▶ **Your goal**: Within the data that follows, set down exactly the lines from the one containing "of the beige" through the one containing "x=196 y=315", both ends included.

▶ **Data supplied**:
───

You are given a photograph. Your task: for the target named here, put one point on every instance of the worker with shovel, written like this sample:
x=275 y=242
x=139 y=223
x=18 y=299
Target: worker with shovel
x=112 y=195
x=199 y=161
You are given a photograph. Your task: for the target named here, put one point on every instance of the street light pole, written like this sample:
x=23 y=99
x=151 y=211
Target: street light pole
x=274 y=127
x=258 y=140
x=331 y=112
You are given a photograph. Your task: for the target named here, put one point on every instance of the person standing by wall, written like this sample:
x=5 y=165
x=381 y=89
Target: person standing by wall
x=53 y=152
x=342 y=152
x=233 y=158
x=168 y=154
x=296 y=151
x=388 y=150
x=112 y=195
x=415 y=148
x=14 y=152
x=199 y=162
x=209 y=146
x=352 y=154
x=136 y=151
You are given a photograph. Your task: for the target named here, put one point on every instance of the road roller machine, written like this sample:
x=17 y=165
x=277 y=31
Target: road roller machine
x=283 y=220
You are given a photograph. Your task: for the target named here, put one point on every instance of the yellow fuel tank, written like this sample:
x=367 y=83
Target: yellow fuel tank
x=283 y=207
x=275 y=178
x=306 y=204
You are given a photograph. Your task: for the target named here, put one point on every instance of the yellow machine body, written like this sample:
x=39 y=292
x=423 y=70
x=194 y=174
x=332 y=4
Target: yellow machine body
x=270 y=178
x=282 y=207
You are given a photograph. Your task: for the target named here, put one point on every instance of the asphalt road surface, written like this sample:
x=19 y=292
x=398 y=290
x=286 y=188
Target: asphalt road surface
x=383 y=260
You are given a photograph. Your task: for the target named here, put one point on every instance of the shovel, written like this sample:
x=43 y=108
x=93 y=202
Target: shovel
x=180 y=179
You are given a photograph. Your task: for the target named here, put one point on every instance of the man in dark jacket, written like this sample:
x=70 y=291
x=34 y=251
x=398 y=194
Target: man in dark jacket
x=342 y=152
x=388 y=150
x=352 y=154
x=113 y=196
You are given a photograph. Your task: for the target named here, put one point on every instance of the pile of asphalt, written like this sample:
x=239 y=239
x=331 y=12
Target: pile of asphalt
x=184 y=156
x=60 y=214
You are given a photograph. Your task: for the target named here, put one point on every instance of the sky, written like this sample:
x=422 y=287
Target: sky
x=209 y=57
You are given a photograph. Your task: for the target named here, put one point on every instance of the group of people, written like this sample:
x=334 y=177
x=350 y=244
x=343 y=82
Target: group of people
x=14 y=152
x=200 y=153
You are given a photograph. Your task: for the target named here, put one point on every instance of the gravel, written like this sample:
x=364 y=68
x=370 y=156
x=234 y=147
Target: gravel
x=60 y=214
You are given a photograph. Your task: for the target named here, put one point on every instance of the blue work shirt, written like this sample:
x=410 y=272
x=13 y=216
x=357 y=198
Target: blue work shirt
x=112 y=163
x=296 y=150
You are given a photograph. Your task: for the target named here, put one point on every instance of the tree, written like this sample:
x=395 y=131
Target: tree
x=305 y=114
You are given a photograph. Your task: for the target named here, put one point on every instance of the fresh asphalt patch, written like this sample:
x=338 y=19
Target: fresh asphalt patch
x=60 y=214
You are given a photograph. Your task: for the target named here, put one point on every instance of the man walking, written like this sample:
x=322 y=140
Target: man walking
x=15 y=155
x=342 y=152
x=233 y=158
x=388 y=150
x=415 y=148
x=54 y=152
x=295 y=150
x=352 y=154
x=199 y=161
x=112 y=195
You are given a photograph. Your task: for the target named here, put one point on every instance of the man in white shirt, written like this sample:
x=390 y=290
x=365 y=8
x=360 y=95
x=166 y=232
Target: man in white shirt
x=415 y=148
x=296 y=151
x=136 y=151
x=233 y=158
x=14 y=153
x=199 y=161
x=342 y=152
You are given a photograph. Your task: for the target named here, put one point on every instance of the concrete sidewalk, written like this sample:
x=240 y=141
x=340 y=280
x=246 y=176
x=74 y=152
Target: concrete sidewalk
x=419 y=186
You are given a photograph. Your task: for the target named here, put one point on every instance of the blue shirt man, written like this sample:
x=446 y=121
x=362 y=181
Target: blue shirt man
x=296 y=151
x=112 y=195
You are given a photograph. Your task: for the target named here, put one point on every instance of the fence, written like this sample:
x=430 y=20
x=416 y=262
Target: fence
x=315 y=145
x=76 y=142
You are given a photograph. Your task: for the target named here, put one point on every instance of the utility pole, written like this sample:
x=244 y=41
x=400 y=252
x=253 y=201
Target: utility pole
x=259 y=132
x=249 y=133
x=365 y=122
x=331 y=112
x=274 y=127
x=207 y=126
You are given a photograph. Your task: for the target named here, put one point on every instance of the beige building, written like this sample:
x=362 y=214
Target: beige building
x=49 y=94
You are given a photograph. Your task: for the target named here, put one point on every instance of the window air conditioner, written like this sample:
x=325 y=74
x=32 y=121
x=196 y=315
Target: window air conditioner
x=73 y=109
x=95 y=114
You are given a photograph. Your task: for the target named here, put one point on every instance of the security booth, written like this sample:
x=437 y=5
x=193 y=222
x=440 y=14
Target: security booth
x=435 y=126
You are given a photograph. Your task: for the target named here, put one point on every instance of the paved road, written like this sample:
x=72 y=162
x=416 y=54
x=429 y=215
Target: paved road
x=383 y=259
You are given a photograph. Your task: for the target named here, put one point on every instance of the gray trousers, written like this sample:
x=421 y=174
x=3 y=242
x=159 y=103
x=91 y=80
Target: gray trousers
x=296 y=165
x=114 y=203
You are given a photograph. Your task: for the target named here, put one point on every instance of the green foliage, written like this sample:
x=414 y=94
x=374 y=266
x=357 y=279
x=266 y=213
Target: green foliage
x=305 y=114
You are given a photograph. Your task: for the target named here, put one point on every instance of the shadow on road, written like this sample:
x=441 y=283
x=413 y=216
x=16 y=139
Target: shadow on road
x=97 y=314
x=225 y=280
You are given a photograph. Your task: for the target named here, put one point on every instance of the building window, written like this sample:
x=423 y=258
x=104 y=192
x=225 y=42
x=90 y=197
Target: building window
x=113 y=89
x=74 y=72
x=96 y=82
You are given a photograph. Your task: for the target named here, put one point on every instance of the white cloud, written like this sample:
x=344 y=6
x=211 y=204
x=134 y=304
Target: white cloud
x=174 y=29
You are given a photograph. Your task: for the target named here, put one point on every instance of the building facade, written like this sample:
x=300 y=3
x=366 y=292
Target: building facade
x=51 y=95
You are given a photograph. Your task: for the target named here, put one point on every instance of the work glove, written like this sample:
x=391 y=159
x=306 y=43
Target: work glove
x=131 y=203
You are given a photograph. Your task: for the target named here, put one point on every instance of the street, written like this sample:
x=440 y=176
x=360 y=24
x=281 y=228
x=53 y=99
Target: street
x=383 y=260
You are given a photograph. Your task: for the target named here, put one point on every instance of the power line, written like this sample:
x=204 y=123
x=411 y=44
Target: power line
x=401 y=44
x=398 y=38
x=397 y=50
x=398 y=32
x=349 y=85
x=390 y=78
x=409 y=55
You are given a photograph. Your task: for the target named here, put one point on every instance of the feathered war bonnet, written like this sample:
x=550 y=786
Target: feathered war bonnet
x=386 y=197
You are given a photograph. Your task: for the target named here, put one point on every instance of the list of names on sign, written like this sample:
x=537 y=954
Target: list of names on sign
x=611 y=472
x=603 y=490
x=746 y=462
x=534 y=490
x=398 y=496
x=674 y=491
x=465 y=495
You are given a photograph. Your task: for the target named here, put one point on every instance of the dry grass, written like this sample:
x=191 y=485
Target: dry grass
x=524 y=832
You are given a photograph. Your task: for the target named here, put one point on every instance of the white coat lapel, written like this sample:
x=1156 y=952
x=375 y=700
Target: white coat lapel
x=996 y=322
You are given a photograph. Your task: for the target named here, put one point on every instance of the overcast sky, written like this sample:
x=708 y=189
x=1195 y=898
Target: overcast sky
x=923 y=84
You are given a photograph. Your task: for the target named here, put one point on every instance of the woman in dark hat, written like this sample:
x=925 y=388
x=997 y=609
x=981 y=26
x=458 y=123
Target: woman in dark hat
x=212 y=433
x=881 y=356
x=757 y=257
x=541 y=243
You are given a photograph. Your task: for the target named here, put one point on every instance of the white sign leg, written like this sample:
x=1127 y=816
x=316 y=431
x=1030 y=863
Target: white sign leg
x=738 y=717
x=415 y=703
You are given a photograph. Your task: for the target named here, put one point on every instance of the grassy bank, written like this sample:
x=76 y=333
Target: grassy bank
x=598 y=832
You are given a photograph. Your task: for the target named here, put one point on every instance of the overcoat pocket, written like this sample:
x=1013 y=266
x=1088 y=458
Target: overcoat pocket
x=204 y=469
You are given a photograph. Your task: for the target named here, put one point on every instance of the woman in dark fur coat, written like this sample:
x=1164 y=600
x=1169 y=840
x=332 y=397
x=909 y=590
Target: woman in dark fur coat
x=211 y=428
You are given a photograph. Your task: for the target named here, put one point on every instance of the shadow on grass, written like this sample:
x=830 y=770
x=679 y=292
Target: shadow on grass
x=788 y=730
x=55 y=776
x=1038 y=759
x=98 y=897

───

▶ **Task output**:
You are given a photograph. Your task: for the target named here, put one point on every instance of the beige building, written like this sample:
x=362 y=214
Target: beige building
x=49 y=94
You are given a photograph. Your task: for the target named here, put one point on every instance of the window air conditioner, written like this sample:
x=325 y=74
x=32 y=121
x=196 y=315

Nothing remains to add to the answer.